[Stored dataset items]
╔══
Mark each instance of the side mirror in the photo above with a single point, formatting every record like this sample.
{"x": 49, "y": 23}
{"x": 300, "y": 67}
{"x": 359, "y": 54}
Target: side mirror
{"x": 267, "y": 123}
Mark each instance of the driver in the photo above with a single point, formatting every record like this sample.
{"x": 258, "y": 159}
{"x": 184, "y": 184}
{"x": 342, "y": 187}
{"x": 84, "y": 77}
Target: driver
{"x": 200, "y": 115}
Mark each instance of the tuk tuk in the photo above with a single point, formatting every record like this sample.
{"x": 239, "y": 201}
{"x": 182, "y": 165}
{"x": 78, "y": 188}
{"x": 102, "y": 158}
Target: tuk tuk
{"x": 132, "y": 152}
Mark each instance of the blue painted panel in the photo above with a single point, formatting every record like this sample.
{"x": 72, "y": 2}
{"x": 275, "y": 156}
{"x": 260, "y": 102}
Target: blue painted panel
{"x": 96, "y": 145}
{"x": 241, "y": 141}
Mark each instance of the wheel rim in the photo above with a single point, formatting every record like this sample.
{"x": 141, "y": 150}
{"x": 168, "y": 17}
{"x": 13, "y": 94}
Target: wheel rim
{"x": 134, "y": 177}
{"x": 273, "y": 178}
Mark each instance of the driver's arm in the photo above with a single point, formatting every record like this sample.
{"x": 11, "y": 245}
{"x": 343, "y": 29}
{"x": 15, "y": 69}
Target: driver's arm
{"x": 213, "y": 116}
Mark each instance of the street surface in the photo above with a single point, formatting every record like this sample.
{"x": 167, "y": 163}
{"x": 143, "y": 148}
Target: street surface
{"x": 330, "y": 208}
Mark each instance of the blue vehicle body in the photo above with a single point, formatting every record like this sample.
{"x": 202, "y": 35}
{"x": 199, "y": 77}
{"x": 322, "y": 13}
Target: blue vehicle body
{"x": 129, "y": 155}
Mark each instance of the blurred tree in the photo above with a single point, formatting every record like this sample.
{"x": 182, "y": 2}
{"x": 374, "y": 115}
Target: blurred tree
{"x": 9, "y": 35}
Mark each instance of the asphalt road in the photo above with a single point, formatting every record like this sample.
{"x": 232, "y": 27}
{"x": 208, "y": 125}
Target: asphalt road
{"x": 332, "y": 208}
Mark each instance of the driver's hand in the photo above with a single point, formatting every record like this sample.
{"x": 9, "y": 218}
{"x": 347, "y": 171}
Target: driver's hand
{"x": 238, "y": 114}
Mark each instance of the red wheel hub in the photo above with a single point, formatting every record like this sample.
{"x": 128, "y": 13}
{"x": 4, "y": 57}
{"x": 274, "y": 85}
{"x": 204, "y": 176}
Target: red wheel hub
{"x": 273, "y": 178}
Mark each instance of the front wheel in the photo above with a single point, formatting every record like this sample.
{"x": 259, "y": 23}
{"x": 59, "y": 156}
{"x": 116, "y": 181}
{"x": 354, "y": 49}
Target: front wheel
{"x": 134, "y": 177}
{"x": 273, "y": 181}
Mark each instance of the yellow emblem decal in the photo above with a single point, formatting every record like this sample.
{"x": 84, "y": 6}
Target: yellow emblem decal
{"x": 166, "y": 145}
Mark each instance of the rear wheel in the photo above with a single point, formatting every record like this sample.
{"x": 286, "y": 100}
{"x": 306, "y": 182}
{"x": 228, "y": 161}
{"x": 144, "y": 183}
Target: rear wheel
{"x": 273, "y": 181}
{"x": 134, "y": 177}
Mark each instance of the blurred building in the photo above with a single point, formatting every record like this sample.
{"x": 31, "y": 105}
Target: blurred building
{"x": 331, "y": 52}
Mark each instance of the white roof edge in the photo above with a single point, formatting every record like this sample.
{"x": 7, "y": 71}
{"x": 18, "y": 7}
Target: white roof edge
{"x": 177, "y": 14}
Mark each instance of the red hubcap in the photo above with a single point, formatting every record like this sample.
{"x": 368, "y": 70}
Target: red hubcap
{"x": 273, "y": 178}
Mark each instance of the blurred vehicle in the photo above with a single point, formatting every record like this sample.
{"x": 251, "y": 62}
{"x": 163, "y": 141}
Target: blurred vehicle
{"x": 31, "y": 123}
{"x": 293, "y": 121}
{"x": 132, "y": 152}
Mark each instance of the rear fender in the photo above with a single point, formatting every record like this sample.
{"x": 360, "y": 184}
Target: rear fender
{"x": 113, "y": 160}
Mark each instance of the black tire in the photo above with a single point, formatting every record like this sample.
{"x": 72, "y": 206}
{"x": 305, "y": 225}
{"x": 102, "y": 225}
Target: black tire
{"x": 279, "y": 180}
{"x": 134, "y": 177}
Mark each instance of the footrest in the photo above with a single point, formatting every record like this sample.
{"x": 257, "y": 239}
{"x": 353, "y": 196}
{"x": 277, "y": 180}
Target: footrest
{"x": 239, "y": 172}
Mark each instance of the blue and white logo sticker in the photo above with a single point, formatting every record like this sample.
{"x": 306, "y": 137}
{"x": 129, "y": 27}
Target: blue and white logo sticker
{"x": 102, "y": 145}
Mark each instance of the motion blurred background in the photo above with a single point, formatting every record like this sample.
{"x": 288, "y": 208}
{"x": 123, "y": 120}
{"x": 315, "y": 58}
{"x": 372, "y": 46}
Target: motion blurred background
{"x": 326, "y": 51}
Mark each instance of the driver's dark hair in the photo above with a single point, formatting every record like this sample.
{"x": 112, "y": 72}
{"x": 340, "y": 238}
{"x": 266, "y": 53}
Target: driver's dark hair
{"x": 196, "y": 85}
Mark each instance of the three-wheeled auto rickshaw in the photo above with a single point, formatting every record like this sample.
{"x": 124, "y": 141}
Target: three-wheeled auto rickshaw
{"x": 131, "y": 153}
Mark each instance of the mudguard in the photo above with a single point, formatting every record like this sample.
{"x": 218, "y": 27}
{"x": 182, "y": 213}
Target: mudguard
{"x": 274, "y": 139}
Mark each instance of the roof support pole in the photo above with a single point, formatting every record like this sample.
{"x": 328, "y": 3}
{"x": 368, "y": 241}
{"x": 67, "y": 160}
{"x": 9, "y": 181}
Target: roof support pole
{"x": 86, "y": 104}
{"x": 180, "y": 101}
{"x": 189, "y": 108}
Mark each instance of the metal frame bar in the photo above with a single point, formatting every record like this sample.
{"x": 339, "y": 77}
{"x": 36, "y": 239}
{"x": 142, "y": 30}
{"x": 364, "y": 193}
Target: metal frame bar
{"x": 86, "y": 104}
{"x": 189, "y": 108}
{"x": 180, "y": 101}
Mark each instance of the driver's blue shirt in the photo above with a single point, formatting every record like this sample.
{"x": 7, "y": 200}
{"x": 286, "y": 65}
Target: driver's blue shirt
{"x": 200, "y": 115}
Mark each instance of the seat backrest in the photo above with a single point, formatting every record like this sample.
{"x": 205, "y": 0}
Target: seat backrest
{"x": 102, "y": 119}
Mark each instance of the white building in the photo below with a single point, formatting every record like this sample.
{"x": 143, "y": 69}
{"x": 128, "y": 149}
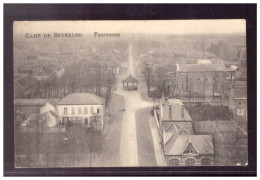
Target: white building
{"x": 81, "y": 108}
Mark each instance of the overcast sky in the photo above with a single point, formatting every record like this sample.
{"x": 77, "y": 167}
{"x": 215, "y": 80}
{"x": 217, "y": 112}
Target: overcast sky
╚══
What is needed:
The number of lines above where the word "overcast" occurs, and only that number, is the answer.

Answer to this exercise:
2